- _Referring expression data_:
# # #

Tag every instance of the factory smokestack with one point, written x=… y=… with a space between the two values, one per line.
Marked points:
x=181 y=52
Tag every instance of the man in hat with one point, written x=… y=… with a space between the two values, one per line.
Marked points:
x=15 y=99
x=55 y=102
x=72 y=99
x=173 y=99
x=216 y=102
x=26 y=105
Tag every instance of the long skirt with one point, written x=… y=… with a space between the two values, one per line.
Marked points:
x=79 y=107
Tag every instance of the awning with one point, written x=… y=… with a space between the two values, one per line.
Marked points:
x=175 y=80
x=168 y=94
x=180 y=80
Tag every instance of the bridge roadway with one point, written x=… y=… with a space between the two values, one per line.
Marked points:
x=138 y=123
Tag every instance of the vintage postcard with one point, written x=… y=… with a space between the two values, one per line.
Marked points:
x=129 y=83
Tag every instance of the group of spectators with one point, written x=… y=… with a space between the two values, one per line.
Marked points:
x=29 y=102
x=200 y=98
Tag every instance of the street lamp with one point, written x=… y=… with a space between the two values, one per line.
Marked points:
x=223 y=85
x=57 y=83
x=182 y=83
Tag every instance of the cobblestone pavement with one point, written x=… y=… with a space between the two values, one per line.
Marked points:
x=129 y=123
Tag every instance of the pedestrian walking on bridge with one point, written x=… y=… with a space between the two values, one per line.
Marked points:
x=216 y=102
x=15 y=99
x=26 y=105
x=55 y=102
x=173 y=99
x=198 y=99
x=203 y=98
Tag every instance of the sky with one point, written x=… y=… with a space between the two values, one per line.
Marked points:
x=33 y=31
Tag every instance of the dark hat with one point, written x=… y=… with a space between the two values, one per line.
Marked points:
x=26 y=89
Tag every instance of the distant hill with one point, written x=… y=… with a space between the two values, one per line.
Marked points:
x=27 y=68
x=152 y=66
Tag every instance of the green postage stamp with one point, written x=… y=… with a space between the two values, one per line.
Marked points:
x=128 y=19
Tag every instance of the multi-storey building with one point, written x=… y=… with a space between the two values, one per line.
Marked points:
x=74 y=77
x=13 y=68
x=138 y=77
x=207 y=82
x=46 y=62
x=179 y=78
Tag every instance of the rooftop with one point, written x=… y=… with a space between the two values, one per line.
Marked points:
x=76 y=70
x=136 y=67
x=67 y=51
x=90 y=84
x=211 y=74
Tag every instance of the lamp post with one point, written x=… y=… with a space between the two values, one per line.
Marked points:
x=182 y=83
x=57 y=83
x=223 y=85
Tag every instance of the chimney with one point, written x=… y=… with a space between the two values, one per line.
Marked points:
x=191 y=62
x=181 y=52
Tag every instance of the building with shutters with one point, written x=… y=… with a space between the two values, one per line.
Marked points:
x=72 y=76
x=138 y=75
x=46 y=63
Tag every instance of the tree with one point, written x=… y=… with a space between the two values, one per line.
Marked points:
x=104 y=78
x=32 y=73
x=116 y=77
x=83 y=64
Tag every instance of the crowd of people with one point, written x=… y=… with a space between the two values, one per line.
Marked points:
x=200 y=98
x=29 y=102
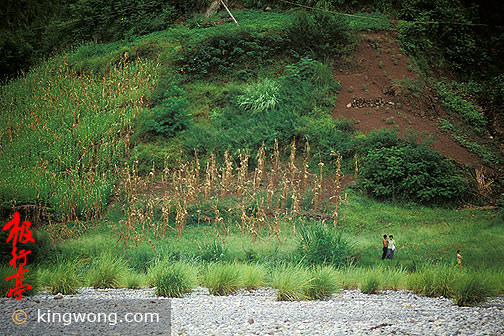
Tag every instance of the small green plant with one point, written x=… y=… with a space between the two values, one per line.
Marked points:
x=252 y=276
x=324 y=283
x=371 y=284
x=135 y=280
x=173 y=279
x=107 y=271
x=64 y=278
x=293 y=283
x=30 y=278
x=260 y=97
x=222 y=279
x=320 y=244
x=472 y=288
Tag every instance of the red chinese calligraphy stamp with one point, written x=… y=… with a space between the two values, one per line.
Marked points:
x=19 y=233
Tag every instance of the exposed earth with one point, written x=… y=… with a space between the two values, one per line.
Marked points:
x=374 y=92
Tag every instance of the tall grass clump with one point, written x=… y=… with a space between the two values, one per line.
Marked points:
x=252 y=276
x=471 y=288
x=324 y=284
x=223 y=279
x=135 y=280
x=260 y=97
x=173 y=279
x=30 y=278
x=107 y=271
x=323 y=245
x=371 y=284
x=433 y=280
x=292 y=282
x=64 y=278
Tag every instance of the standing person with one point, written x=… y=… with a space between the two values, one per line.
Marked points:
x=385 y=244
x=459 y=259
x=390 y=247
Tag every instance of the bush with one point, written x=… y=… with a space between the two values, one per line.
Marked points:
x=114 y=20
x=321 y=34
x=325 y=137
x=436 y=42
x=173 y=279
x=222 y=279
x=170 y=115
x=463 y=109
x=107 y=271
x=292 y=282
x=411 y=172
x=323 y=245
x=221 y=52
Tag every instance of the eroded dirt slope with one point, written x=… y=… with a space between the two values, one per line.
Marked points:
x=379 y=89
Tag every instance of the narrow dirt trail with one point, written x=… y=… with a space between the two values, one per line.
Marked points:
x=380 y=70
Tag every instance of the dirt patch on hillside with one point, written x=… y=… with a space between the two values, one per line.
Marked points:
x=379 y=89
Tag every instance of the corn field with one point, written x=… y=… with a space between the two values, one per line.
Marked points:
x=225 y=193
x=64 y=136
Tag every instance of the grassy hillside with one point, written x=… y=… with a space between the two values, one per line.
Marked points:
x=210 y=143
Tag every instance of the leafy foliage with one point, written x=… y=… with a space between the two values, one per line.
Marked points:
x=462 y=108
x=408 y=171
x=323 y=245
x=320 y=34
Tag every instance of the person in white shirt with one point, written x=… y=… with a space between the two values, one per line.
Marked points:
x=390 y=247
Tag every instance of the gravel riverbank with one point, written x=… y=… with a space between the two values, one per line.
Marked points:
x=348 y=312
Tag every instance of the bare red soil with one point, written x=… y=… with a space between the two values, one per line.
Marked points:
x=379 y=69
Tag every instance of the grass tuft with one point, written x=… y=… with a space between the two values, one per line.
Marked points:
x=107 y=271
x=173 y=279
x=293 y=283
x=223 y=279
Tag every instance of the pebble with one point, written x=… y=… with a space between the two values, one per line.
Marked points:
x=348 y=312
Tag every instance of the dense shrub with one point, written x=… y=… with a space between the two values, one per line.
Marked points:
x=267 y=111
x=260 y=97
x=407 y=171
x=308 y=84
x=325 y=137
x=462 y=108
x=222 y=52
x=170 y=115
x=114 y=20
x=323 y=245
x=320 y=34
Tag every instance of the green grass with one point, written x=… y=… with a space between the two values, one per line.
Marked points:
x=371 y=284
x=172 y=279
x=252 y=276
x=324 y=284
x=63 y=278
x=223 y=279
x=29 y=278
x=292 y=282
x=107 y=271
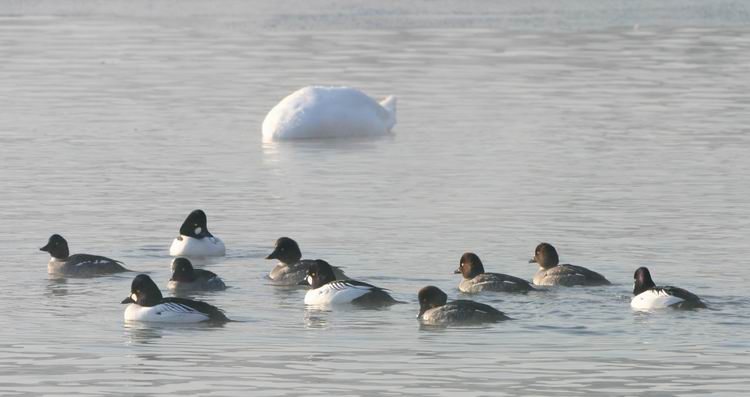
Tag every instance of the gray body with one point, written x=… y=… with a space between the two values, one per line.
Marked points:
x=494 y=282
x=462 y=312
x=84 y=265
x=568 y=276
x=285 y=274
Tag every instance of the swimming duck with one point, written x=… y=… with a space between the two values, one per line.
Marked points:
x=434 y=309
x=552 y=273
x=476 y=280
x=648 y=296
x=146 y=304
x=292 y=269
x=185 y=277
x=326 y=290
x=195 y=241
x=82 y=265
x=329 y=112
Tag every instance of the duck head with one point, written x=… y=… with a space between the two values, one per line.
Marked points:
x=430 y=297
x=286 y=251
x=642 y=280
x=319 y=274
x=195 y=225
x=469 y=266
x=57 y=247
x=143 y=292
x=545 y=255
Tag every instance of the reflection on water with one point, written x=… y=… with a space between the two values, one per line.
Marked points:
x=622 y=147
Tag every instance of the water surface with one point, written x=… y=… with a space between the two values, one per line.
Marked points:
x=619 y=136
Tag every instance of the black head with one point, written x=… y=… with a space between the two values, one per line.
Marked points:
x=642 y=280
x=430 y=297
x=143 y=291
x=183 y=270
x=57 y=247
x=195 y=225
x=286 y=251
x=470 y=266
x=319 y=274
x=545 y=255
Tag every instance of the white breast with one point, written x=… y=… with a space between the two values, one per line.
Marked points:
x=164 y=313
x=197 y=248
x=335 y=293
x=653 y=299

# # #

- _What is needed_: Locate and copy each line in the data above that includes the word "green".

- _Finished task_:
Tag every instance of the green postage stamp with one point, written x=… y=… with a space between the two values, one per line.
Tag every instance of the small green plant with one point, written x=… y=… with a space between the two values, one per line.
Tag every instance of the green grass with one point, written x=… y=… with a space between the two values, one per line.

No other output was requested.